Within this material, find every line where the string "basalt" appears, and copy it out.

**DATASET CONTENT**
-- Opening Marker --

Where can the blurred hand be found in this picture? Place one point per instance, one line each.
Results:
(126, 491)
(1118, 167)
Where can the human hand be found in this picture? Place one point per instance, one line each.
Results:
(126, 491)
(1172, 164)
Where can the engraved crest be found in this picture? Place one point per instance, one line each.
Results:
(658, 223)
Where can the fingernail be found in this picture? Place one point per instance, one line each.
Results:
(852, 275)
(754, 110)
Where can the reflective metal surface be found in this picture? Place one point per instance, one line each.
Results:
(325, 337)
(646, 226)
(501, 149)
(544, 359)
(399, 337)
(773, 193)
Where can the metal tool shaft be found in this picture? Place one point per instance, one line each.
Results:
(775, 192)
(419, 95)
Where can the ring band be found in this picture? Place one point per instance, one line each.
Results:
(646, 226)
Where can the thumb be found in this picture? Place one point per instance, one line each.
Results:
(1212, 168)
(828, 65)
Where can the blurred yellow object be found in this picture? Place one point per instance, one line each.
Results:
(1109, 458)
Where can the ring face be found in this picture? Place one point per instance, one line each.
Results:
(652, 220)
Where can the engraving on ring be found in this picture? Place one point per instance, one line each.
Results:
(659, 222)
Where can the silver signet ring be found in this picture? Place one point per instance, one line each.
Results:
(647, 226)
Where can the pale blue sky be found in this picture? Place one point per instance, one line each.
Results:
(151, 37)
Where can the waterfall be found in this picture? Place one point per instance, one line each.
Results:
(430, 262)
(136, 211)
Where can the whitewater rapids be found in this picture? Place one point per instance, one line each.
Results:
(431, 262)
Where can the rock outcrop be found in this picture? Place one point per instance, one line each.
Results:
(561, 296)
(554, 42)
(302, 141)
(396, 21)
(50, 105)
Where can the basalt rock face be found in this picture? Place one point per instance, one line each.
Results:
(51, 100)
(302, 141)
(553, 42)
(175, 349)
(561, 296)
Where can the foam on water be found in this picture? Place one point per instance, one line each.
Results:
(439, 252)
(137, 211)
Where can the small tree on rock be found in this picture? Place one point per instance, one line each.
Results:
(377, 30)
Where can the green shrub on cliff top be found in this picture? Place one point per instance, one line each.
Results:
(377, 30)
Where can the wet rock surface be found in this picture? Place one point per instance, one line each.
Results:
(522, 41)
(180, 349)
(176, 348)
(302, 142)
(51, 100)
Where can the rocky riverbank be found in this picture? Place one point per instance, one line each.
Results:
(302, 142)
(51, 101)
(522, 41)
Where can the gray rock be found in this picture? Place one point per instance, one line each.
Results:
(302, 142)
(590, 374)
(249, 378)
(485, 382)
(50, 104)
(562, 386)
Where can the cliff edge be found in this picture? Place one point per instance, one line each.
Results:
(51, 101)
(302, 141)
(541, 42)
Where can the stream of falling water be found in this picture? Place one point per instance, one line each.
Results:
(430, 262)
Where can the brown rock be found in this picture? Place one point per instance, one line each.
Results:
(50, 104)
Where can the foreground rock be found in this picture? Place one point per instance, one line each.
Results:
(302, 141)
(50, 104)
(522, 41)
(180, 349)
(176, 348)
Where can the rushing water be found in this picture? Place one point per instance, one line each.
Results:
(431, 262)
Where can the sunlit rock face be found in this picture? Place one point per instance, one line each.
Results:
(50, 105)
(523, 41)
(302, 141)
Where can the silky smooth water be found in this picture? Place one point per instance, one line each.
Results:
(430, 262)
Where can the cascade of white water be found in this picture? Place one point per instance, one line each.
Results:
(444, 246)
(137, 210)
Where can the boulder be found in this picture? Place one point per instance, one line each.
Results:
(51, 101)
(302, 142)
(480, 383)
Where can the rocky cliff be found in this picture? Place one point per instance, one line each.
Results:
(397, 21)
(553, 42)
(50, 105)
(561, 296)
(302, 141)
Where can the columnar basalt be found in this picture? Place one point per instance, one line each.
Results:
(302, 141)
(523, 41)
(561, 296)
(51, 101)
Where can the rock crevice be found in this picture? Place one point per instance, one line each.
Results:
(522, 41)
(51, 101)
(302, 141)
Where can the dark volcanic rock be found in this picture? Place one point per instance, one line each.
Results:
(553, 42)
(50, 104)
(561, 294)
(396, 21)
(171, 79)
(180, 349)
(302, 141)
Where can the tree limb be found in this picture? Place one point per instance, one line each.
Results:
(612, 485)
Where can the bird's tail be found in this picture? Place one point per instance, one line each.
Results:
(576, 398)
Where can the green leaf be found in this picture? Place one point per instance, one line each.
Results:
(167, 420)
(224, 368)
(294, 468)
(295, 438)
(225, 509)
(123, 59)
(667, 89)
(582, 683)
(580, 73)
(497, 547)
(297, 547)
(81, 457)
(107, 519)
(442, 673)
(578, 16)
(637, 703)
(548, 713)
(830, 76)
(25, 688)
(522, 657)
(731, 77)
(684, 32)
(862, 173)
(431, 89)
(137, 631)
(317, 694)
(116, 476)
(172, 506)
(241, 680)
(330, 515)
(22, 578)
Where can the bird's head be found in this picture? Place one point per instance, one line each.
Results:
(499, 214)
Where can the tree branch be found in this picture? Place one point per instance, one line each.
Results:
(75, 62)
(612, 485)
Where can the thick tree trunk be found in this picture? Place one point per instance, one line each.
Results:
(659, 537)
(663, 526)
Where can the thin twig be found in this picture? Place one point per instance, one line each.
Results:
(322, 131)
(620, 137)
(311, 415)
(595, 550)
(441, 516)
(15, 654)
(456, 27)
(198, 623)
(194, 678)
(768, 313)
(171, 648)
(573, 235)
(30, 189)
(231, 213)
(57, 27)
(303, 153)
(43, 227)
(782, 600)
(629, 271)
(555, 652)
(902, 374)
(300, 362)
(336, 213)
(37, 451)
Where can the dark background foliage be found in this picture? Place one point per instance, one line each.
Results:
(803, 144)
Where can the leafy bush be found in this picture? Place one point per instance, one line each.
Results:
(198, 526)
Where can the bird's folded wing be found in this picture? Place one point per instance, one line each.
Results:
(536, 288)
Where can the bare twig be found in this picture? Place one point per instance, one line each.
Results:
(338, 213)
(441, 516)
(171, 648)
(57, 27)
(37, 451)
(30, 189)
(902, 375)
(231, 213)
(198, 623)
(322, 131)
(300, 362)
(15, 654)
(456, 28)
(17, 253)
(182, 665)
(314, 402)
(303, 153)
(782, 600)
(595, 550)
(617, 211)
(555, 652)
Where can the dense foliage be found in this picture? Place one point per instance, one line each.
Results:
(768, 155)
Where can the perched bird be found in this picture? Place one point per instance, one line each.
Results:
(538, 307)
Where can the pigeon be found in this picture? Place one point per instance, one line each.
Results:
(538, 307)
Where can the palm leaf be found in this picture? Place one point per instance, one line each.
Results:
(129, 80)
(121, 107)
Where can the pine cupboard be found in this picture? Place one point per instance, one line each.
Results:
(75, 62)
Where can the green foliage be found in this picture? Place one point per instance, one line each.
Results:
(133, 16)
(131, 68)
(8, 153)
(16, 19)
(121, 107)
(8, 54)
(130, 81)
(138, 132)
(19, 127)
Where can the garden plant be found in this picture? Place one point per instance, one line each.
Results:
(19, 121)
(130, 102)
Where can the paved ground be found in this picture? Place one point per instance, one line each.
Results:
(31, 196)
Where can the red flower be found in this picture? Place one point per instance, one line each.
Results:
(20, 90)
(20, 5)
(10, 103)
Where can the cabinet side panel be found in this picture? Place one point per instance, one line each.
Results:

-- Closing Marker --

**SOLUTION**
Where can the basalt rock face be found in this picture? Place one point per instance, one line each.
Where can the columnar basalt be found in this picture? Place one point per instance, one line each.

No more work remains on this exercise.